## EXERCISE INSTRUCTIONS:
Exactly reproduce the entries, dropping any pictures from your copy.

## PROVIDED MATERIAL:
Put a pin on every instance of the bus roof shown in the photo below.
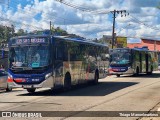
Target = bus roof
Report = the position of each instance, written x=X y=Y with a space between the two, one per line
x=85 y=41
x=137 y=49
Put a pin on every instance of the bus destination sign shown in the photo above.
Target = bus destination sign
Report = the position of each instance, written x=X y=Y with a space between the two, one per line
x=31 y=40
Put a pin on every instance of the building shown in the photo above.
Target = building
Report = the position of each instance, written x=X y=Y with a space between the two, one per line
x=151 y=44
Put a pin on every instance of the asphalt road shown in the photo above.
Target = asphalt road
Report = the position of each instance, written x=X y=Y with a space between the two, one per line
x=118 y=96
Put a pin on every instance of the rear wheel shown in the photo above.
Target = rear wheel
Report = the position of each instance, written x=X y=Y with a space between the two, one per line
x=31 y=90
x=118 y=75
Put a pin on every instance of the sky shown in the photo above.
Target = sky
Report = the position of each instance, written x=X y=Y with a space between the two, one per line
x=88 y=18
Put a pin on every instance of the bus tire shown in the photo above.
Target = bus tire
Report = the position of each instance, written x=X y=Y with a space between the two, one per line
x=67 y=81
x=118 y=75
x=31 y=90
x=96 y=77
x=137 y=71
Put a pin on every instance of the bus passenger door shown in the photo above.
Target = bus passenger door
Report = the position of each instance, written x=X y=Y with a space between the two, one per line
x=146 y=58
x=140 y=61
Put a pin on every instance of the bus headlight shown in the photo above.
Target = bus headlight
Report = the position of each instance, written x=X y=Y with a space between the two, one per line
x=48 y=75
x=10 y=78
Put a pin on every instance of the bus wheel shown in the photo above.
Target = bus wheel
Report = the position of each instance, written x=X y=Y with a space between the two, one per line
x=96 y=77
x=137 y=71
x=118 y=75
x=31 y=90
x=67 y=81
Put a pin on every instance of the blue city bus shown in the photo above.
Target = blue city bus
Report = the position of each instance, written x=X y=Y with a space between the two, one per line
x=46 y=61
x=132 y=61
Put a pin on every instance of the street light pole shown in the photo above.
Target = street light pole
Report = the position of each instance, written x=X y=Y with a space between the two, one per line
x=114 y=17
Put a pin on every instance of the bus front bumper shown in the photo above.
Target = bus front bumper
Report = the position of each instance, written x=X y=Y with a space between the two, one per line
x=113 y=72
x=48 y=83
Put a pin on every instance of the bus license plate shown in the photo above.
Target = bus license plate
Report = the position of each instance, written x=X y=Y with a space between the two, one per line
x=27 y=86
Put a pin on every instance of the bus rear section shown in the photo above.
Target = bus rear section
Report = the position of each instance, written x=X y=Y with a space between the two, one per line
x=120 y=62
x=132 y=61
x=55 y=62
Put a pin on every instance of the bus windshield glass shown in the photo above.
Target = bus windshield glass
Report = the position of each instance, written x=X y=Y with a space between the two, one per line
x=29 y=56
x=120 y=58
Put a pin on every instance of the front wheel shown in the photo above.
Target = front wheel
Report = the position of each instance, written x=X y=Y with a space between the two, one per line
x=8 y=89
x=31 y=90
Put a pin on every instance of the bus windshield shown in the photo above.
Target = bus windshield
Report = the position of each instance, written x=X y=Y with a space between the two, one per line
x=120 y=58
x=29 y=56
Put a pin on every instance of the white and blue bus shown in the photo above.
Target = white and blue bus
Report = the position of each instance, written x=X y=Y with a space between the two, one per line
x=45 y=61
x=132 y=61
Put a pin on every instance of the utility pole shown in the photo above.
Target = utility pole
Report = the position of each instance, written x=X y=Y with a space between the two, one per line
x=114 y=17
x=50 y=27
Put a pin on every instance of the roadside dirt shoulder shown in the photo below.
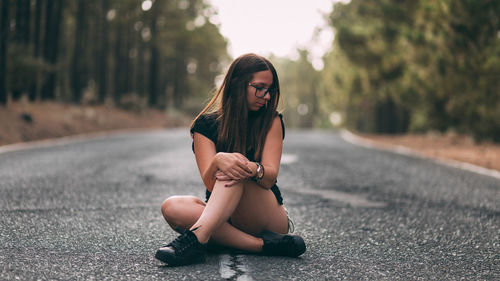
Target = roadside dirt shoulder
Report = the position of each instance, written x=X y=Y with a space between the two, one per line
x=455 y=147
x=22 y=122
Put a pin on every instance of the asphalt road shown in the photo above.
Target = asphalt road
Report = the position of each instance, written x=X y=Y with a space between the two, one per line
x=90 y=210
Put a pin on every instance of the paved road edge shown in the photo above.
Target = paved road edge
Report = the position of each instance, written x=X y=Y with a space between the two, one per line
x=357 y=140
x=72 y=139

## EXPECTED ANSWER:
Put a pin on every instance of the bus roof shown in the photo below.
Target = bus roof
Report = the position of each instance, written x=X y=Y with a space between the two, one per line
x=85 y=41
x=137 y=49
Put a pin on every instance of the bus destination sign shown in the photo above.
Target = bus destination sign
Report = the position of each instance, written x=X y=Y with a space between the two, one per line
x=31 y=40
Put a pin on every instance of the building shown in the photo above.
Target = building
Report = the position of each instance, written x=X y=Y with a space between the two, one per line
x=151 y=44
Put a pin on every instance of the asphalt road shown in the photo above.
Target = asphalt road
Report = the position of each instance, written x=X y=Y with a space between the two, one per line
x=118 y=96
Put a pin on every instance of the rear wheel shown in the photo above.
Target = rear wheel
Report = the position of each instance, written x=X y=Y with a space between the two, one per line
x=31 y=90
x=118 y=75
Put a pin on every instance of the sky shown in the photo above.
Target = sky
Report = the position of each instance, written x=X y=Y with a space between the two, one per line
x=88 y=18
Put a pin on every instance of the bus tire shown in the photo above.
Target = bus tire
Report = the position of each instance, written x=X y=Y with a space between the two, one per line
x=67 y=81
x=118 y=75
x=31 y=90
x=96 y=77
x=137 y=71
Put a pin on every instance of the bus passenger door shown in the photo above.
Target = bus passenger door
Report = the position of each instance, written x=X y=Y with a space between the two, one per line
x=146 y=58
x=140 y=61
Put a pin on every instance of the bus headlight shown in the photo above.
Target = bus headlight
Report = the position of each instance, written x=X y=Y with a space between the two, one per line
x=48 y=75
x=10 y=78
Put a pin on every instance of the bus wheel shown in the photo above.
Target = bus wheel
Report = the position of each instance, written x=X y=Y with a space between the two, one per line
x=96 y=77
x=137 y=71
x=118 y=75
x=31 y=90
x=67 y=81
Put a pin on every instance of the blue city bus shown in the photo above.
Target = blue city bus
Report = the position of each instance, written x=X y=Y with a space between the two, one per line
x=46 y=61
x=132 y=61
Put a pin on every instance of the street light pole shown in the photo above.
Target = street light pole
Report = the position of each instance, written x=X y=Y with a space between the two, one per line
x=114 y=17
Put a pin on every instance of the bus front bumper shown in the photo above.
Target = bus front bumper
Report = the position of each instance, written x=X y=Y with a space between the two, one per line
x=113 y=72
x=48 y=83
Put a pin on every instance of the bus license plate shown in the photo above.
Target = bus license plate
Report = the position of each instance, written x=X y=Y with a space between the two, one per line
x=27 y=86
Put a pin on every instance of the bus rear section shown in the photo above.
Target = bus rear section
Report = the position of each instance, written x=X y=Y with a space between the two, one per line
x=120 y=62
x=132 y=61
x=55 y=62
Put a pin on every instance of the bus windshield glass shown in the photo above.
Target = bus windshield glass
Report = the position of each instance, written x=X y=Y with a space between the two, one per line
x=29 y=56
x=120 y=58
Put a pin on every instance of the front wheel shown in the photo above.
Target = front wheel
Report = the position of each instance, written x=X y=Y with a space between the two, one per line
x=8 y=89
x=31 y=90
Put a pin on every instance of the bus windshield shown in the photo above.
Target = bus windshield
Report = the position of each instance, written x=X y=Y with a space between the two, one per line
x=120 y=58
x=29 y=56
Put a pin on every instance of the white and blue bus shown in the photo above.
Target = white and blue bus
Report = the position of each instance, written x=X y=Y with a space between the two, one per line
x=45 y=61
x=132 y=61
Put a pin on every instance of the utility pole shown in the photo above.
Target = utility pole
Report = the position of each instance, written x=X y=Y with a space between the two, one per line
x=114 y=17
x=50 y=27
Put a pin on every instance of the roadside dirt shoulder shown in the photo below.
Target = roadside dirt shoulder
Report = the position of each instance, written x=X y=Y with a space between the two, one per line
x=455 y=147
x=22 y=122
Put a pin on every instance of the asphalt road shown in the photo above.
Target = asphalt road
Report = the position of each instance, written x=X y=Y with a space between the two, one per line
x=90 y=210
Put a pin on every instance of the paved road edge shown in the photo above.
Target = paved road edge
Report = the position of each instance, written x=X y=Y with a space between the two, one per line
x=357 y=140
x=72 y=139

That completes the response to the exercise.